# [Testo citato]
* * * * * * *
Il metrò chiede molto a noi lettori occidentali: ci chiede di guardare a quel passato e accettare finalmente di conoscerlo, renderci consapevoli delle nostre responsabilità – pur involontarie e indotte – nella lacerazione del legame tra il nero e la sua radice.
Nel romanzo non c’è neppure un dialogo diretto: e soprattutto nella prima parte – relativa allo scorrere della vita tribale – questo è l’autentico tributo alla tradizione orale millenaria. Lungi dall’appesantire la narrazione, questo aspetto accompagna il lettore a scoprire la dimensione quasi epica del raccontare, come se stesse dialogando con un immaginario interlocutore che davvero volesse raccontargli una storia.
Nella seconda parte del romanzo, quella dell’esodo e dell’approdo, il racconto cambia abilmente registro narrativo assumendo un linguaggio piano, raccolto e quasi guardingo, metaforizzando in certo senso lo stupore del protagonista nella necessità istintiva di guardarsi le spalle a ogni passo nella nuova vita.
La pubblicazione in Italia, per la prima volta, di un autore in lingua spagnola della Guinea Equatoriale, ha lo scopo di aprire un altro piccolo varco nel silenzio steso su quel piccolo, ricco e martoriato paese.
* * * * * * *
# [Materiale]
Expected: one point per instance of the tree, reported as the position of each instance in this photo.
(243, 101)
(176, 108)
* * * * * * *
# [Istruzioni da seguire]
Secondo il testo citato, che cosa non compare mai nel romanzo Il metrò?

# [Soluzione dell'esercizio]
Nel romanzo non c'è neppure un dialogo diretto.